=== What you have to do ===
Restate the data below word for word, and let no image into your version.

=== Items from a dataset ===
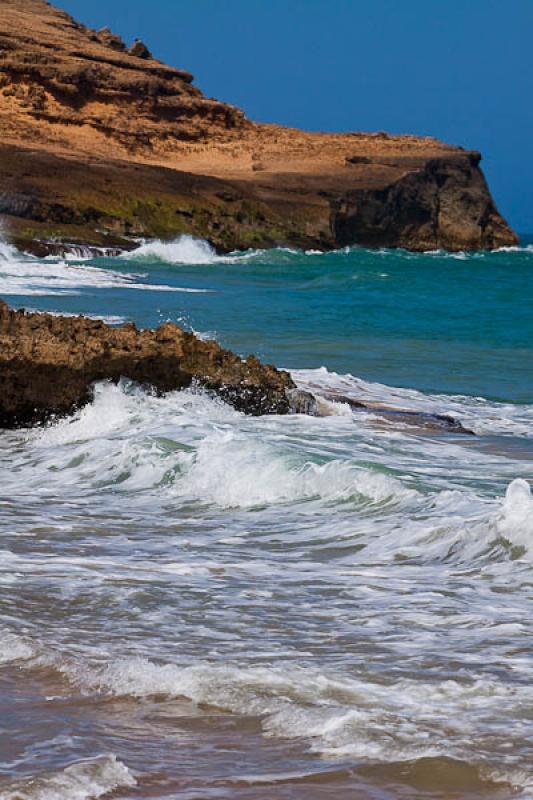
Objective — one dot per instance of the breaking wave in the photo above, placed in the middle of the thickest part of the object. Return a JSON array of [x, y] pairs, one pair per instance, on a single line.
[[84, 780]]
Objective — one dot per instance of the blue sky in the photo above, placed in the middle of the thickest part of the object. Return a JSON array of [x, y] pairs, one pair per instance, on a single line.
[[461, 70]]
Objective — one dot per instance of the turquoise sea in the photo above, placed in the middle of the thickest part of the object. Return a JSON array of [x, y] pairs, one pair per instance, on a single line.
[[198, 604]]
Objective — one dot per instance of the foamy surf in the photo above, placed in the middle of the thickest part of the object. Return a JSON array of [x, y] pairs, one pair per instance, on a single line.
[[340, 602], [84, 780]]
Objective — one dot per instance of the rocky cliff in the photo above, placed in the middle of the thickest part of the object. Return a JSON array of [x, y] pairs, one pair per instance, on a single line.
[[102, 143]]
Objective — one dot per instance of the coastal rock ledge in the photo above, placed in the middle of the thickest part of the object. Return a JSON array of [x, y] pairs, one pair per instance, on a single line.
[[48, 365], [102, 144]]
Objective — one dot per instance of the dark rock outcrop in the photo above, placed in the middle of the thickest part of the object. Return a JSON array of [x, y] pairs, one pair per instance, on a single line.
[[48, 365], [157, 159]]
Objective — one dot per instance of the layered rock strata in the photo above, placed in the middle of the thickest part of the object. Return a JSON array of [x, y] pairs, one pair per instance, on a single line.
[[102, 144], [48, 365]]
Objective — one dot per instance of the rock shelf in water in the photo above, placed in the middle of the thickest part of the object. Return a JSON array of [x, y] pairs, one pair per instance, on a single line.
[[101, 144], [49, 364]]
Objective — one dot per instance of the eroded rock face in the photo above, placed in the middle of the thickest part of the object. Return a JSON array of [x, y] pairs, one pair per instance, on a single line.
[[101, 143], [48, 365]]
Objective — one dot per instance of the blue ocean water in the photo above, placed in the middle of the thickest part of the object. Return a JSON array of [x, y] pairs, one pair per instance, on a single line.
[[454, 323], [199, 604]]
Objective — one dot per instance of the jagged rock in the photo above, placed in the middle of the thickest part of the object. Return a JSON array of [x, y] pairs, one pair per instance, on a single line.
[[139, 50], [110, 39], [48, 365], [74, 101]]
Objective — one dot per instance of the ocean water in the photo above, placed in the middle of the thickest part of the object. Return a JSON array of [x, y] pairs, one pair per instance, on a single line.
[[197, 604]]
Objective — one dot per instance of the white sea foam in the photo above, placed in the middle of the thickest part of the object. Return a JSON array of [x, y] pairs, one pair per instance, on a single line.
[[84, 780], [25, 276], [184, 250], [516, 522], [235, 471], [14, 648], [340, 715], [476, 413]]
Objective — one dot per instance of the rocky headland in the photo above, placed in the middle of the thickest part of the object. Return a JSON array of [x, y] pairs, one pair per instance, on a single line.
[[48, 365], [101, 144]]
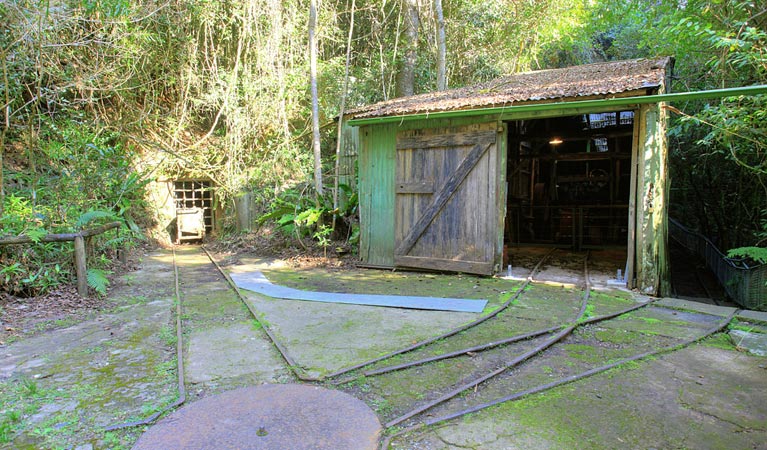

=== Problem solution ===
Objective — one dot per instance of the breaking wave in the photo above, placed in the middle of the thickest part of the object. Return a JSON array of [x, y] pairs, one pair per instance, on a single line.
[[84, 780]]
Objective — one dot per instance of the blue sky in the photo above, placed in the middle of the thickest part of the object. Return a JSON array of [x, y] pairs, one pair per instance, on a single line.
[[461, 70]]
Objective — one dot per instance of the turquoise sea in the photo above, placed in the middle of the thickest part of the object. Return a JSON array of [x, y] pairs, one pair per instance, on a single line.
[[198, 604]]
Objective — one dot per instance of the foamy surf in the photo above, placed in the middle of the thickest part of the object. Return a JSON array of [x, y] pairs, one pair per instance, on a single line.
[[340, 602], [84, 780]]
Objective — one dot per instance of the rocky cliff in the photo above, placed in the middle of the thickest part of the object. Return a JSON array of [x, y] pairs, one pair per instance, on a single line.
[[102, 143]]
Objective — one dot per instance of the coastal rock ledge in the photo above, placed in the middle of the thickest part of the object. Return a JSON array of [x, y] pairs, one pair per instance, on a single line.
[[48, 365], [102, 144]]
Objective — one dot per instance of the dark rock outcrop in the photo above, placed in the middle of the thickest part of the object. Return a JSON array of [x, y] pairs, one pair per instance, on a single line.
[[48, 365], [157, 159]]
Objective — one dot per instance of the layered rock strata in the photo above, placed in the middle of the thickest part of the object. Return a JSON array of [x, y] pairs, one pair per instance, on a single line.
[[102, 144], [48, 365]]
Objective — one dot per instance of the rock shelf in water in the photo above, placed in the middle of the thickest part of the object. Return a JSON array of [x, y] pairs, one pair per instance, on a single line.
[[101, 144], [49, 364]]
Objective — one dot per instance of the eroded rock face in the photo above, placed in the middle of the thickest part of the object. Return a JSON array of [x, y] pairs, one pair per instance, on a single line.
[[101, 143], [48, 365]]
Objective — one dot per instance of the blue ocean water in the photo above, placed in the middle of the thickest part of the object. Return a JSON array of [x, y] pairs, one pair per instance, on a single line.
[[454, 323], [199, 604]]
Objective — one dot per instance of the jagged rock in the photo above, placed in the middle of the thickest part of the object. Return a JSON array of [x, y] pairs, one pair per instance, on a single line.
[[139, 50], [110, 39], [48, 365], [74, 101]]
Objective — one dot per instance of the ocean water in the photo above, placed in the middle of the thickest part of the object. Return a JSON array of [x, y] pairs, one pair per instance, on a single line.
[[197, 604]]
Objective — one dot per instance of the white sea foam in the photo above, placed in the middle of the thickest part of the object. Return a JSON array of [x, y] pairs, one pair per instance, on a single line.
[[84, 780], [25, 276], [184, 250], [516, 522], [235, 471], [14, 648], [340, 715], [476, 413]]
Objective — one dot per instance of the rocky headland in the photo above, placed in the middle of the thickest part of the object. Return a JSON array of [x, y] pairs, one pair per instance, on a single line.
[[48, 365], [101, 144]]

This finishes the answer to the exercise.